• **Text provided**
------------------------------

As for Italic’s referral strategy, Jeremy said they haven’t pushed it much, but attribution data backs up his theory. Post-purchase attribution (i.e. “how did you hear about us” type surveys) continually reveal friends and family as the number source of purchases, and last-touch attribution (i.e. the last touchpoint a user had before they converted) credits organic traffic. In other words, the shopper went straight to Italic to make a purchase (“for a long time we thought that was a bug but we’ve audited it”).
Jeremy notes that referral attribution will likely shift as the startup leans into more aggressive marketing, but so far it’s been the moat of the business.
“Our customers are the best ambassadors and educators because it is admittedly hard to explain the whole thing.”

On changing pricing models

Italic reached a tipping point last year. Since its launch, the marketplace had relied on a membership (pay-to-shop) model to make money while it took a negative margin on products to get more manufacturers on board.

------------------------------

• **Excerpted records**
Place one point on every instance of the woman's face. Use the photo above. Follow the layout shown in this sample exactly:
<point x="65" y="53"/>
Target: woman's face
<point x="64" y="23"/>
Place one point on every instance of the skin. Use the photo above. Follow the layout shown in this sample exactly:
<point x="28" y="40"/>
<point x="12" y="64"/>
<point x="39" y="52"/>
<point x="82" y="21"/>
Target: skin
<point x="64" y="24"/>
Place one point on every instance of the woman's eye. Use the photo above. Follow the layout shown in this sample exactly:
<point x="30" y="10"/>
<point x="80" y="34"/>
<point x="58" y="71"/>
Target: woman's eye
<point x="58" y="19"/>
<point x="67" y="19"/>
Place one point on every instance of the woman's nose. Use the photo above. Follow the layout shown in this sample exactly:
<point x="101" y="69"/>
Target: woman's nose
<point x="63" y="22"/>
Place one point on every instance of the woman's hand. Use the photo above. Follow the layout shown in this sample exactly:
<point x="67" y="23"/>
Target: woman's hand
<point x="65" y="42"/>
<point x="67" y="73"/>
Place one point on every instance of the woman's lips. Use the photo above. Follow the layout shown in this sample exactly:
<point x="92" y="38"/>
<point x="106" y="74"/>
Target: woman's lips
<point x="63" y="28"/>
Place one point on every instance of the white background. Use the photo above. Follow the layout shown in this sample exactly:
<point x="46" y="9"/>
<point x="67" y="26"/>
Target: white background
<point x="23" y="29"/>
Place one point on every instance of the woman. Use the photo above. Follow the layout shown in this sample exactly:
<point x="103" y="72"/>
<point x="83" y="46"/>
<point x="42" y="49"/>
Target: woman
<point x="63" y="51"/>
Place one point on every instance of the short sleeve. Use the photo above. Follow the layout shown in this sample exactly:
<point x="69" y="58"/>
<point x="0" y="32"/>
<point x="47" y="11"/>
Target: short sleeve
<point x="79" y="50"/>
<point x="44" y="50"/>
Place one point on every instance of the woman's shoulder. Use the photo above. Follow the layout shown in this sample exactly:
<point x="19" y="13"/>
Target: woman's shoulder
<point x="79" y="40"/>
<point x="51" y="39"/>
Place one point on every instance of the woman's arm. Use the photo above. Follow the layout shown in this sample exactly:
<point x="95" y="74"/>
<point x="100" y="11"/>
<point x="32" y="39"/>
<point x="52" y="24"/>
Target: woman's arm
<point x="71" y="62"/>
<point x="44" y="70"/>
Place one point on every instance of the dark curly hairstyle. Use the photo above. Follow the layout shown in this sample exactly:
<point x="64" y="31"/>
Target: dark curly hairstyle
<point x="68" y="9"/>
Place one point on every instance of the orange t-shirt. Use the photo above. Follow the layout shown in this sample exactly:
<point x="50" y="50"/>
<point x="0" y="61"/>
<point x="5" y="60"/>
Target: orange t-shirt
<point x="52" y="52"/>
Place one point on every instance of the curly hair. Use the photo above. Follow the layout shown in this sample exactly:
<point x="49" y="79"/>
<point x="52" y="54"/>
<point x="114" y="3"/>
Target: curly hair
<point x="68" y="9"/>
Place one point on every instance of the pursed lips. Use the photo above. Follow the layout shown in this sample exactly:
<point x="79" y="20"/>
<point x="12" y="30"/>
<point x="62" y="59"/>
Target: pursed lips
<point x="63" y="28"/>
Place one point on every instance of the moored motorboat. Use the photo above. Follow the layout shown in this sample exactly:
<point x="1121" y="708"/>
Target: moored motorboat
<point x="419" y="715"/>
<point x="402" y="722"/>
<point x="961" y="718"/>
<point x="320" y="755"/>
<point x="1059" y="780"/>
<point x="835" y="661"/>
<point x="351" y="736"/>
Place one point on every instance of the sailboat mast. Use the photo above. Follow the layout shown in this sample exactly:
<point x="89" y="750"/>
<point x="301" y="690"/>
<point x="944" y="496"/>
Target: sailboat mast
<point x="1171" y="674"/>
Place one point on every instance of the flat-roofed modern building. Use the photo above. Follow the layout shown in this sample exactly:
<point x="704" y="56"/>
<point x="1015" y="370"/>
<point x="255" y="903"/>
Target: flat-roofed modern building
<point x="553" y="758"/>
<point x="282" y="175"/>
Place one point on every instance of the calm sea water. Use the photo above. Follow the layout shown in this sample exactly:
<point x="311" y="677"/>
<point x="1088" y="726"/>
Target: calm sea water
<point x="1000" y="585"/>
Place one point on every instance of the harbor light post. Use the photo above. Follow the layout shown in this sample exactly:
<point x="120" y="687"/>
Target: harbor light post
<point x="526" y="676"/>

------------------------------

• **Work to do**
1 – According to the Italic passage, what model did the marketplace rely on to make money after its launch?
2 – Using the Italic passage, mark each statement yes or no, and quote the words that decide it: (a) Italic has pushed its referral strategy heavily. (b) Last-touch attribution credits organic traffic. (c) Italic took a positive margin on products to bring more manufacturers on board.
3 – Retype the Italic passage from "Italic reached a" up to and including "manufacturers on board.".

• **Outputs by task**
1 – A membership (pay-to-shop) model.

2 –
(a) No: "they haven’t pushed it much"
(b) Yes: "last-touch attribution (i.e. the last touchpoint a user had before they converted) credits organic traffic"
(c) No: "it took a negative margin on products to get more manufacturers on board"

3 –
Italic reached a tipping point last year. Since its launch, the marketplace had relied on a membership (pay-to-shop) model to make money while it took a negative margin on products to get more manufacturers on board.